**Data for this task**

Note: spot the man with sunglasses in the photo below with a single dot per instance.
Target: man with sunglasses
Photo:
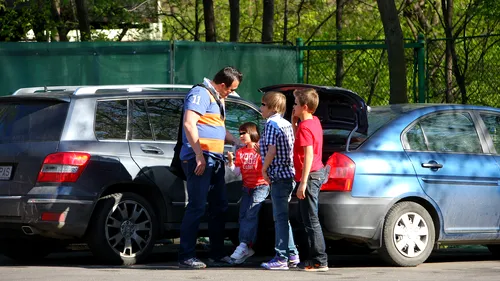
(202, 159)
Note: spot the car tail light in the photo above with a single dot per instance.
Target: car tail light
(341, 173)
(63, 167)
(59, 217)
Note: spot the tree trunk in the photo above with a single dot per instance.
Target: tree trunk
(285, 23)
(451, 60)
(197, 21)
(339, 69)
(448, 25)
(55, 10)
(395, 51)
(268, 21)
(83, 19)
(208, 10)
(234, 32)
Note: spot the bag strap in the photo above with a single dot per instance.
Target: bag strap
(216, 97)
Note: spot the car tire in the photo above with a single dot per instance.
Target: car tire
(408, 235)
(495, 250)
(28, 251)
(123, 229)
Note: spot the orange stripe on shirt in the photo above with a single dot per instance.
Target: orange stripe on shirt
(212, 119)
(212, 145)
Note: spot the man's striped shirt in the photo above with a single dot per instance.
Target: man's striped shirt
(211, 127)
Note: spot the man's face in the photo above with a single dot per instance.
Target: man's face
(226, 90)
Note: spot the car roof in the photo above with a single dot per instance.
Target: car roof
(66, 93)
(428, 107)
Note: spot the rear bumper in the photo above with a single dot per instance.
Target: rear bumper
(18, 212)
(344, 216)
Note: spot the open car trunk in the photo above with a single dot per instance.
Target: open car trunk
(338, 110)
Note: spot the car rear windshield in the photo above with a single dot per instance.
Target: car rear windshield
(32, 121)
(376, 119)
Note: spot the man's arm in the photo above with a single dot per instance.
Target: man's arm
(191, 118)
(230, 139)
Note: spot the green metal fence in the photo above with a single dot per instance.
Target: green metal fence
(472, 78)
(101, 63)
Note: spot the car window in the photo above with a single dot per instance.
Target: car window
(237, 114)
(111, 120)
(156, 119)
(32, 121)
(140, 126)
(445, 132)
(492, 123)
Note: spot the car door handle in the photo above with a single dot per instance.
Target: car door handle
(151, 149)
(432, 165)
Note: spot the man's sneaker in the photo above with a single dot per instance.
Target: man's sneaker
(242, 253)
(312, 267)
(192, 263)
(293, 261)
(275, 264)
(222, 262)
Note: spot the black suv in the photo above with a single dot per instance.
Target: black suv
(91, 164)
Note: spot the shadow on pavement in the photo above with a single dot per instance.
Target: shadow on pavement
(165, 257)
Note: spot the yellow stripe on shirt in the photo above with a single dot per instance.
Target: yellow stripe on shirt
(212, 145)
(212, 119)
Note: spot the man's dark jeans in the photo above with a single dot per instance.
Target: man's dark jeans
(208, 187)
(308, 209)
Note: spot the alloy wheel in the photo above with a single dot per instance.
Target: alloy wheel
(411, 235)
(128, 228)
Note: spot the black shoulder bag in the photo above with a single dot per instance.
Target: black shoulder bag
(176, 165)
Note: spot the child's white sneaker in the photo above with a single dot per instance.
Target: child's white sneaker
(241, 253)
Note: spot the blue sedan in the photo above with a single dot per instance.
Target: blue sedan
(403, 178)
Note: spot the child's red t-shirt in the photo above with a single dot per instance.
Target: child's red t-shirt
(309, 132)
(250, 164)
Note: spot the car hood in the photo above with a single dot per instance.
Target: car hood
(338, 108)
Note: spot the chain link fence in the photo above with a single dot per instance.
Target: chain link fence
(469, 76)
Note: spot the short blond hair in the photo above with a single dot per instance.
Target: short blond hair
(307, 97)
(275, 101)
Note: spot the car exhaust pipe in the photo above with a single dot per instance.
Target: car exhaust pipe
(28, 230)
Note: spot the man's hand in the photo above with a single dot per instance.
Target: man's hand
(200, 165)
(230, 157)
(264, 174)
(301, 191)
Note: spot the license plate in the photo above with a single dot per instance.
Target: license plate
(5, 172)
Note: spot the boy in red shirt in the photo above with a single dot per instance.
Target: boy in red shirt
(309, 174)
(248, 163)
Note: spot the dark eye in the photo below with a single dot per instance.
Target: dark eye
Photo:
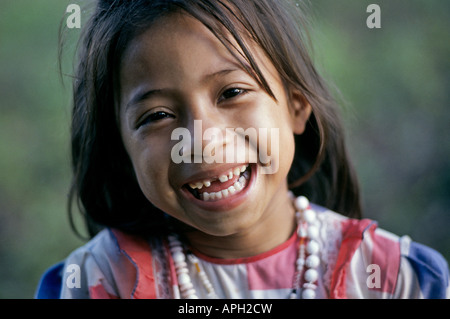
(154, 117)
(231, 93)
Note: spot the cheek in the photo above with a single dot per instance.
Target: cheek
(150, 169)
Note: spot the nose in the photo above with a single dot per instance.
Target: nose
(208, 129)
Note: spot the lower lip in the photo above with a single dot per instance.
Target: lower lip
(229, 202)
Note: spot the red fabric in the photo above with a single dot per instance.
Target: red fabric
(352, 235)
(99, 292)
(139, 252)
(386, 254)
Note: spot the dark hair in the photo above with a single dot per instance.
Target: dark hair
(104, 184)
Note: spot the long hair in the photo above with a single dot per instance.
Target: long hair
(104, 185)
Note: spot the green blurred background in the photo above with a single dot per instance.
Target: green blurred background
(395, 81)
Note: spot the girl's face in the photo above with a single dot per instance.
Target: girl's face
(177, 72)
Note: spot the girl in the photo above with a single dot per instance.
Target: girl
(196, 228)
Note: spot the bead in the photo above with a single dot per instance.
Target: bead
(178, 257)
(182, 270)
(313, 232)
(300, 262)
(183, 279)
(312, 247)
(188, 293)
(308, 294)
(312, 261)
(309, 216)
(175, 249)
(309, 285)
(311, 275)
(187, 286)
(302, 233)
(180, 265)
(301, 203)
(193, 259)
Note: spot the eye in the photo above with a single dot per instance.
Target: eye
(154, 117)
(231, 93)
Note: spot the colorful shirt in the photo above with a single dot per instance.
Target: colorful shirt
(358, 260)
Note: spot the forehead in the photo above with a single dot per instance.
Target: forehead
(173, 43)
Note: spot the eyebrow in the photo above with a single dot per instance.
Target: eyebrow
(139, 97)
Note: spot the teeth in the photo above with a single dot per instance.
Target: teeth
(235, 188)
(222, 178)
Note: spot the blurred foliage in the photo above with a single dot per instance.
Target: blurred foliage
(394, 80)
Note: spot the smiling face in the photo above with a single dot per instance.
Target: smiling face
(177, 72)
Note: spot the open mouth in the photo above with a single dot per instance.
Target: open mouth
(219, 187)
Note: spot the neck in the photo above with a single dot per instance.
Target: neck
(277, 225)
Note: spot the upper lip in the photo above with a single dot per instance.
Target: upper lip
(211, 173)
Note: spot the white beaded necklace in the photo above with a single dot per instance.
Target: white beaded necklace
(308, 258)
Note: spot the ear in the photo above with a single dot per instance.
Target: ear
(300, 110)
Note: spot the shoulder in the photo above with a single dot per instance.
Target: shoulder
(110, 265)
(370, 262)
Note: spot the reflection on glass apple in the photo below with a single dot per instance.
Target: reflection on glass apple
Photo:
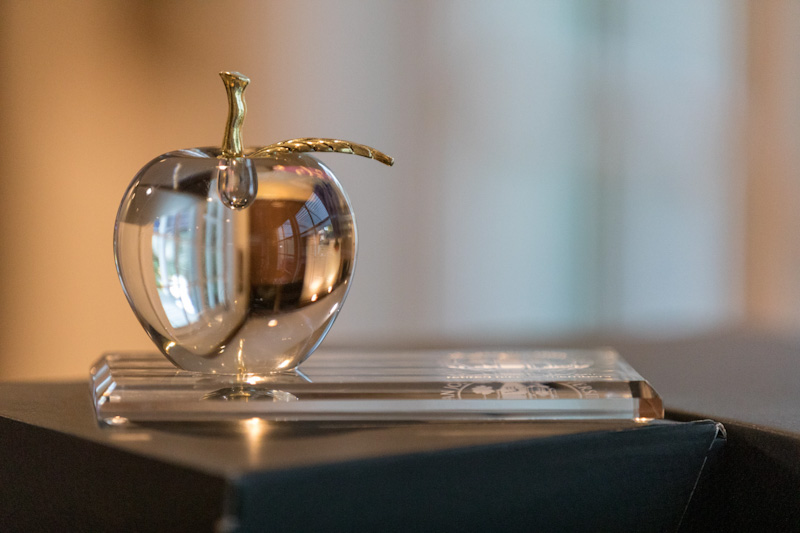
(235, 260)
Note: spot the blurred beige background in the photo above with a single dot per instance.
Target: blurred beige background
(562, 167)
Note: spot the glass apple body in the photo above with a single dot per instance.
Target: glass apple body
(235, 266)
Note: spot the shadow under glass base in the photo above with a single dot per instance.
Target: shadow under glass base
(381, 386)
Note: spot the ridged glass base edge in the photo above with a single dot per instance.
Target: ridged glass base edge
(381, 386)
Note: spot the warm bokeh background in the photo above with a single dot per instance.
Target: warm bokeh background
(562, 167)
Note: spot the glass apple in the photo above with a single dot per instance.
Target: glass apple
(237, 261)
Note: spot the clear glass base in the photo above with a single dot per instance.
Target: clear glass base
(379, 386)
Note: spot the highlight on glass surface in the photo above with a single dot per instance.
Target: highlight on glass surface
(235, 260)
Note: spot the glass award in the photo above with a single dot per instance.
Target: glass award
(236, 261)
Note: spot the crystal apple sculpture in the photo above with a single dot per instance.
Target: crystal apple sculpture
(234, 260)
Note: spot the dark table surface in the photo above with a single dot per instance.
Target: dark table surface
(739, 377)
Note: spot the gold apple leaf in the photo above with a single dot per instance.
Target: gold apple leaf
(311, 144)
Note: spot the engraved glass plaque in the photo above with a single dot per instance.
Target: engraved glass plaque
(412, 386)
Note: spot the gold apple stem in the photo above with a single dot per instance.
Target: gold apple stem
(235, 85)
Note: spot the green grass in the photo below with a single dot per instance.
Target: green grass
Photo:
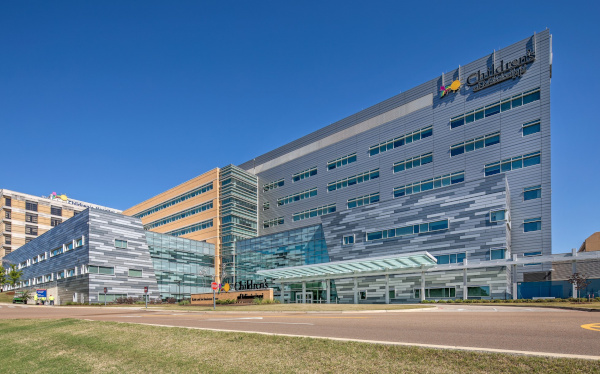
(75, 346)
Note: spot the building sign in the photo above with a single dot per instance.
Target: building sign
(240, 297)
(499, 73)
(451, 88)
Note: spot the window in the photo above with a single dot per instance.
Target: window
(175, 217)
(339, 162)
(514, 163)
(30, 205)
(495, 108)
(273, 185)
(532, 224)
(355, 179)
(272, 222)
(314, 212)
(92, 269)
(413, 162)
(478, 291)
(531, 127)
(347, 240)
(363, 200)
(430, 184)
(304, 174)
(30, 230)
(135, 273)
(498, 254)
(497, 215)
(438, 293)
(408, 230)
(452, 258)
(297, 196)
(475, 143)
(401, 140)
(176, 200)
(193, 228)
(533, 192)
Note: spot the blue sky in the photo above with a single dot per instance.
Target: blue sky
(114, 102)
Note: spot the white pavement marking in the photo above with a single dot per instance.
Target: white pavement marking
(434, 346)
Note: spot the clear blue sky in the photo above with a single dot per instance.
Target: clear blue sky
(113, 102)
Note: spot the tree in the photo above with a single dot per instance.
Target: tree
(14, 275)
(580, 281)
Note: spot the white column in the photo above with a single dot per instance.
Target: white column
(303, 292)
(387, 288)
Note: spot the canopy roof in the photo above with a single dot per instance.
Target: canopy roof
(367, 265)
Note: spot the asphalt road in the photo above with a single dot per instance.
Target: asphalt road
(539, 330)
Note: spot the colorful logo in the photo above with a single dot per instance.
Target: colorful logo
(54, 196)
(451, 88)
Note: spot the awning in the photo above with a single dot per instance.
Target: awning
(354, 267)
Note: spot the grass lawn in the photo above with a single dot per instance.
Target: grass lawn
(74, 346)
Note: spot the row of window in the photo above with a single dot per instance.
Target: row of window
(430, 184)
(413, 162)
(514, 163)
(314, 212)
(495, 108)
(193, 228)
(355, 179)
(176, 200)
(304, 174)
(273, 222)
(401, 140)
(476, 143)
(408, 230)
(175, 217)
(297, 196)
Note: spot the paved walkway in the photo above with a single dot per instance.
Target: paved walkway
(539, 331)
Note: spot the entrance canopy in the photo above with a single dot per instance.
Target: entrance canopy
(352, 267)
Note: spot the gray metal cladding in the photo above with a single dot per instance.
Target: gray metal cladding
(512, 143)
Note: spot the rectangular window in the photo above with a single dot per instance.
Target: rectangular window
(478, 291)
(514, 163)
(532, 224)
(326, 209)
(339, 162)
(413, 162)
(273, 222)
(273, 185)
(347, 240)
(30, 205)
(135, 273)
(430, 184)
(531, 127)
(401, 140)
(297, 196)
(355, 179)
(497, 215)
(92, 269)
(495, 108)
(304, 174)
(363, 200)
(533, 192)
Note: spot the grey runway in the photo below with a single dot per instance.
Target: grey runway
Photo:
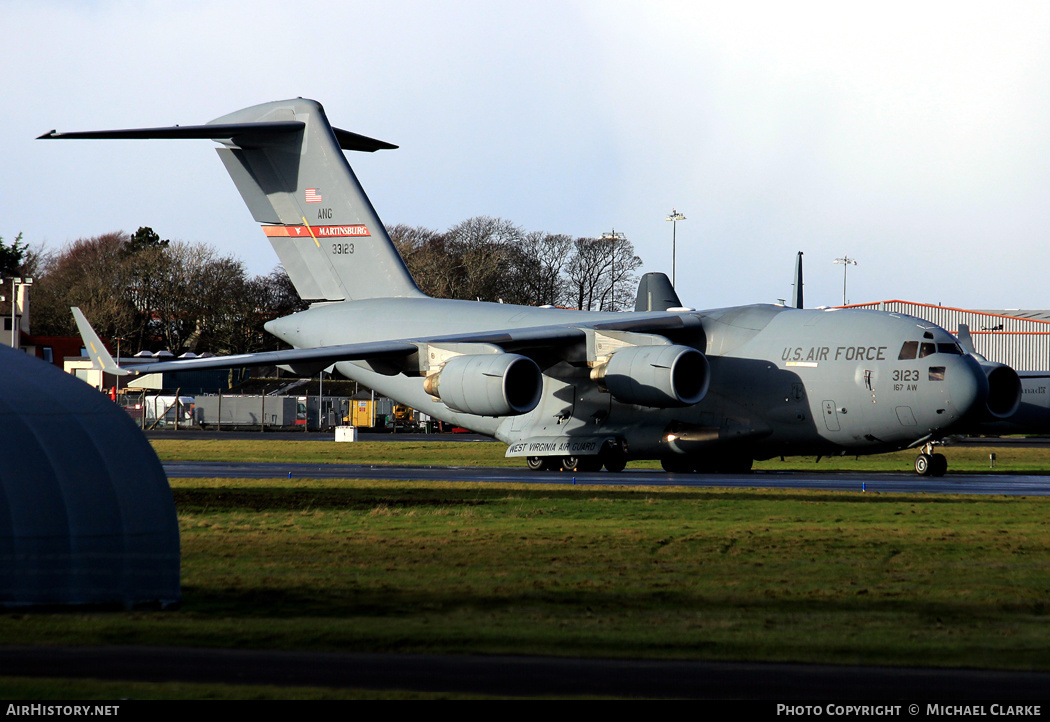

**Task requirements**
In the entries above, which lines run from the one with "Target: blue sedan" up to and including the one with "Note: spot the bead"? Write them out exactly, without the pictures.

**Answer box**
Target: blue sedan
(403, 178)
Note: spot the child's red t-shirt in the photo above with a single dot per instance.
Target: child's red t-shirt
(309, 132)
(250, 164)
Note: spot the car hood in the photo above with a single dot per instance.
Target: car hood
(338, 108)
Note: spot the chain link fence in the photo above with a single dot per instance.
Target: chain link fence
(469, 76)
Note: spot the short blond hair in the photo above with a single dot per instance.
Target: short blond hair
(307, 97)
(275, 101)
Note: spot the car exhaust pipe in the photo above with a single dot per instance.
Target: car exhaust pipe
(28, 230)
Note: spot the man's hand in the photo above with a single dot per instance.
Target: man's hand
(200, 165)
(230, 157)
(264, 174)
(301, 191)
Note: spot the license plate in the photo above with a single dot per instance.
Target: license plate
(5, 172)
Note: spot the boy in red shirt in the photo above with a single dot per instance.
Target: boy in red shirt
(309, 174)
(248, 163)
Note: spot the dark eye in the photo below with a single dot per instance.
Target: dark eye
Photo:
(154, 117)
(231, 93)
Note: spot the cheek in the photo above with a single dot per instance.
Target: cheek
(150, 169)
Note: spot the nose in the photo above with a single dot per instance.
Target: nose
(208, 129)
Note: spot the lower lip in the photo above with a single dot per instance.
Target: lower lip
(229, 202)
Note: spot the red fabric in the photo above with a single dot per instance.
Target: red fabric
(352, 235)
(99, 292)
(139, 252)
(386, 254)
Note: spot the dark hair in the photo above with a single dot per instance.
Target: dark hair
(104, 184)
Note: spot the long hair in the photo above with a single dot per instance.
Target: long hair
(104, 185)
Note: spot the green blurred background in the photo above with a single dot per instance.
Target: green blurred background
(395, 81)
Note: spot the girl's face in the photo above with a single dot per instance.
Target: girl's face
(177, 72)
Note: spot the girl in the photo above with a single dot per instance.
Target: girl
(196, 228)
Note: spot the bead in the photo above with a single dot per instance.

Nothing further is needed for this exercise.